数据集条目
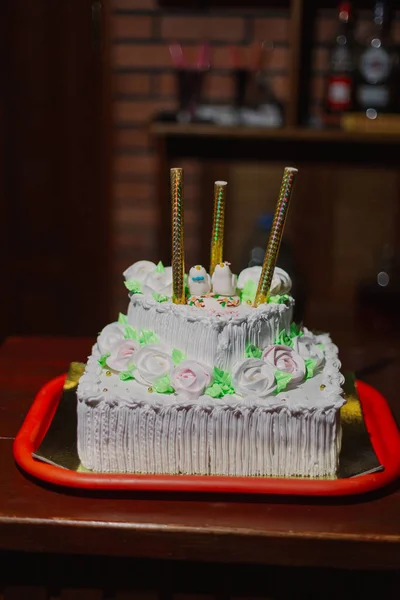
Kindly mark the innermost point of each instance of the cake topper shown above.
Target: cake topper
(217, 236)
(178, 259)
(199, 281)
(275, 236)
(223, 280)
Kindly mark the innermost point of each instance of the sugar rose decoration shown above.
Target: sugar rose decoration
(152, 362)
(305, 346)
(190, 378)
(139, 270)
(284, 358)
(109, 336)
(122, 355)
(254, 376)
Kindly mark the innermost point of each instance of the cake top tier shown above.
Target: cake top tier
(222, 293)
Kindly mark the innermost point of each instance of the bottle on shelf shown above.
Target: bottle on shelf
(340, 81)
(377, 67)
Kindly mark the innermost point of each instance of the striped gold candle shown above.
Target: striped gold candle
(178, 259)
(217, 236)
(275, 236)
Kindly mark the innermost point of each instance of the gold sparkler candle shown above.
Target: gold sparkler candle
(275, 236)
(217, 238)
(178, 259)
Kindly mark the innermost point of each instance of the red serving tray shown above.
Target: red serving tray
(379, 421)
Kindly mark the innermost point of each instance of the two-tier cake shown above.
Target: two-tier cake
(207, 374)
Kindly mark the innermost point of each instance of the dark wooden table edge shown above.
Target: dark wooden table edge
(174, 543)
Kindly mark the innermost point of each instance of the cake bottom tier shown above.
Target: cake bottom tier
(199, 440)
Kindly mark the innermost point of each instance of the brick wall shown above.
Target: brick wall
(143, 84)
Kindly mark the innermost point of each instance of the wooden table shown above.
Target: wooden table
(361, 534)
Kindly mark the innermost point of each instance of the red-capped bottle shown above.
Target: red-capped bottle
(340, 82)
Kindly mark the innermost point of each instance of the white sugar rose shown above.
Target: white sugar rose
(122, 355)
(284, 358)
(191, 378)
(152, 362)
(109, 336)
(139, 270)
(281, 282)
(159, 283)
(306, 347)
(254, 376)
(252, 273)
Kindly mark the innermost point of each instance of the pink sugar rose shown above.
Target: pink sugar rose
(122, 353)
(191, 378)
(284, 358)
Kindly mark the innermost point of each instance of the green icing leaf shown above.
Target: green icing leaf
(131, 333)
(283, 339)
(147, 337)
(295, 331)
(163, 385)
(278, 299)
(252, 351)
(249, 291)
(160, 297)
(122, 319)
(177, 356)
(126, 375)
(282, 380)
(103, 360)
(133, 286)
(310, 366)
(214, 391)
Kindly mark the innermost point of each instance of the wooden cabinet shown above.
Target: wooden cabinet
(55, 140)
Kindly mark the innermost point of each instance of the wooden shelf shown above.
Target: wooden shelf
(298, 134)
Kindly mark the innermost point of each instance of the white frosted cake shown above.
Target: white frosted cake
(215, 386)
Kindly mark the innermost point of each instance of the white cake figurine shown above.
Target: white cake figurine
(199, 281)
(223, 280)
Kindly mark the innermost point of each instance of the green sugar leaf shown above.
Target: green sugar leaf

▸ 题目
能否把上面的材料一字不差地逐行照抄一遍，从头到尾都不遗漏，只是不要把图片放进答案里？

▸ 本题结果
Kindly mark the innermost point of each instance of the cake topper shown above.
Target: cake topper
(217, 236)
(178, 259)
(199, 281)
(275, 236)
(223, 280)
Kindly mark the innermost point of each instance of the sugar rose decoration shown above.
Target: sugar rose decoration
(152, 362)
(305, 346)
(190, 378)
(139, 270)
(284, 358)
(109, 336)
(122, 355)
(254, 376)
Kindly mark the innermost point of each instance of the cake top tier shown above.
Target: cake top tier
(222, 293)
Kindly mark the innermost point of each instance of the bottle on shelf shown above.
Target: bottle on shelf
(340, 81)
(377, 67)
Kindly mark the innermost point of each instance of the striped gold candle shown above.
Target: striped gold candle
(178, 259)
(217, 236)
(275, 236)
Kindly mark the innermost point of each instance of the gold sparkler candle shown above.
Target: gold sparkler candle
(275, 236)
(217, 238)
(178, 259)
Kindly mark the innermost point of each instance of the red serving tray shown above.
Target: red serving tray
(379, 421)
Kindly mark the innermost point of each instance of the two-tier cake shown above.
Target: two-tier cake
(207, 374)
Kindly mark the innermost point of each instance of the dark wooden table edge shown above.
Target: dark wooden table edge
(174, 543)
Kindly mark the innermost point of each instance of the cake bottom tier shown above.
Target: cake bottom tier
(199, 440)
Kindly mark the innermost point of each instance of the brick wall shown above.
Target: brick wall
(143, 84)
Kindly mark the innermost point of each instance of the wooden table shown above.
Target: wooden table
(361, 534)
Kindly mark the innermost point of each instance of the red-capped bottle shown above.
Target: red-capped bottle
(340, 82)
Kindly mark the innermost point of each instance of the white sugar rose shown above.
Target: white sugar rose
(122, 355)
(284, 358)
(191, 378)
(152, 362)
(109, 336)
(139, 270)
(281, 282)
(159, 283)
(306, 347)
(254, 376)
(252, 273)
Kindly mark the innermost point of each instance of the pink sugar rose shown above.
Target: pink sugar rose
(122, 353)
(191, 378)
(284, 358)
Kindly mark the innermost point of each instance of the green icing leaf shown above.
Target: green icing leaf
(131, 333)
(283, 339)
(147, 337)
(295, 331)
(163, 385)
(278, 299)
(252, 351)
(249, 291)
(160, 297)
(122, 319)
(177, 356)
(126, 375)
(282, 380)
(103, 360)
(133, 286)
(310, 366)
(214, 391)
Kindly mark the innermost point of each instance of the wooden cabinet shown above.
Target: wooden cabinet
(55, 140)
Kindly mark the innermost point of each instance of the wooden shelf shown above.
Target: wooden shelf
(298, 134)
Kindly mark the innermost point of each instance of the white frosted cake shown above.
Target: white frosted cake
(215, 386)
Kindly mark the innermost point of each instance of the white cake figurine shown above.
Target: white cake figurine
(199, 281)
(223, 280)
Kindly mark the innermost point of each instance of the green sugar leaf shown above.
Target: green sugar leaf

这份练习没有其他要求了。